(EXCERPT TO READ):
The king decides to seal Porziella up in the garret or attic (soppigno[6][8]). Here the tale actually gives description of the king's lurid mindset in reaching this decision: "it wasn't necessary to bathe the instrument of death with the same blood with which he had bathed the instrument of life"[6] though this passage has been bowdlerized in Keightley and Taylor's translations. Porziella begins to starve, and the bird brings her a knife to drill into the corner of the floor, and breach a hole to the kitchen below for the bird to bring nourishment.

Porziella then gives birth to a son, raised in the sealed chamber, until as a grown boy he is surreptitiously lowered down by rope to the kitchen below. The boy (who was named Miuccio) is discovered by the cook, and soon employed as the king's page. Miuccio becomes more beloved by the king than his stepson, earning the enmity of the queen, who proceeds to hatch a series of schemes designed to bring about Miuccio's downfall.

The queen leads the king to believe that Miuccio has boasted he could build three castles hanging in air, and the king commands him to do so. Miuccio agonizes at first, but he accomplishes the task under bird's guidance, by building three huge cardboard castles, which are lifted into the air by three griffins summoned by the fairy-bird.

(TASK LIST):
1. Write out the passage about Porziella and Miuccio word for word, beginning at the words "The king decides" and stopping after the words "to bring nourishment.".
2. Continue the passage about Porziella and Miuccio, picking up after its final sentence.

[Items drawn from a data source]
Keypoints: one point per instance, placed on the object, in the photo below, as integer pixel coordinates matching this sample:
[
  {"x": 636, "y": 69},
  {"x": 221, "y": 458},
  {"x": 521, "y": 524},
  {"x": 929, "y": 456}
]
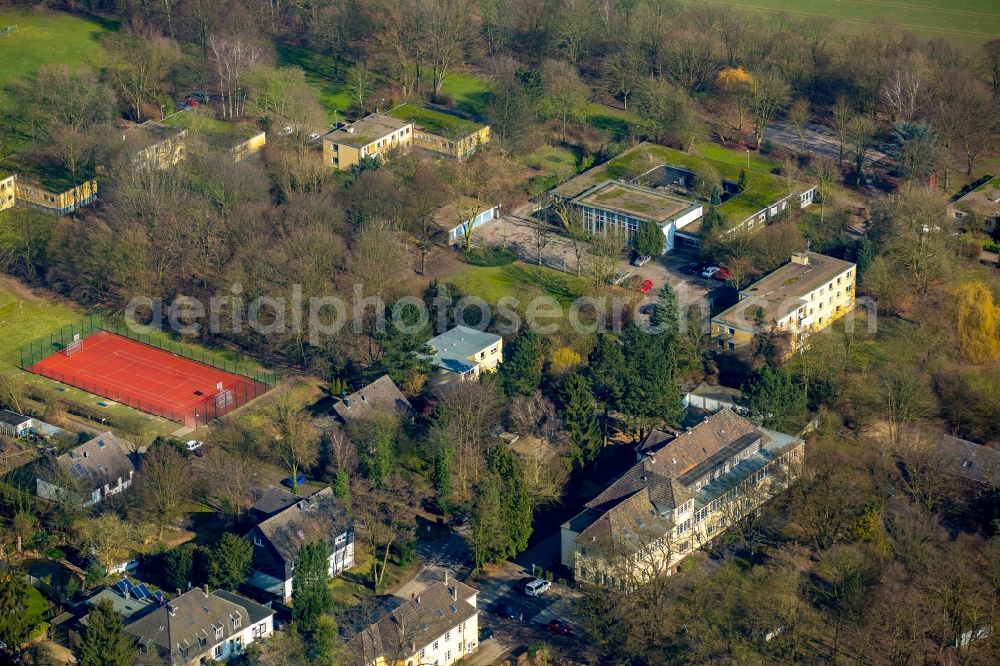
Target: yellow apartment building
[
  {"x": 155, "y": 144},
  {"x": 805, "y": 295},
  {"x": 372, "y": 136},
  {"x": 8, "y": 183}
]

(TASK-BY-TASK OUTPUTS):
1.
The king decides to seal Porziella up in the garret or attic (soppigno[6][8]). Here the tale actually gives description of the king's lurid mindset in reaching this decision: "it wasn't necessary to bathe the instrument of death with the same blood with which he had bathed the instrument of life"[6] though this passage has been bowdlerized in Keightley and Taylor's translations. Porziella begins to starve, and the bird brings her a knife to drill into the corner of the floor, and breach a hole to the kitchen below for the bird to bring nourishment.

2.
The queen wracks her brain for the next plot. At the queen's instigation, Miuccio is ordered to go blind the sorceress, which deed was prophesied to restore the king his kingdom. The king's speech includes his complaint that he has been reduced to being served by wretched four-breadloaf wage menials.[a] Miuccio moans so heavily that the bird sarcastically wonders out loud if even her death could cause him such grieving. The bird, assuring him of success, flies off into the woods to seek help. Chirping to gather a large flock of birds, she asks if any one of them would put out the sorceress's eyes, offering as reward safeguard against the talons of hawks and other raptor-kind and free pass (carta franca) "against muskets, bows, crossbows, and "bird-lime of the fowlers".[b] A swallow (rennena) volunteers the task, as she nests in the palace and has been irritated by the sorceress's puffs of magic. The sorceress, realizing that being blinded by this darting bird signified her demise, shriekingly departs the city and enters a cave where she pounds her head against the wall until she dies.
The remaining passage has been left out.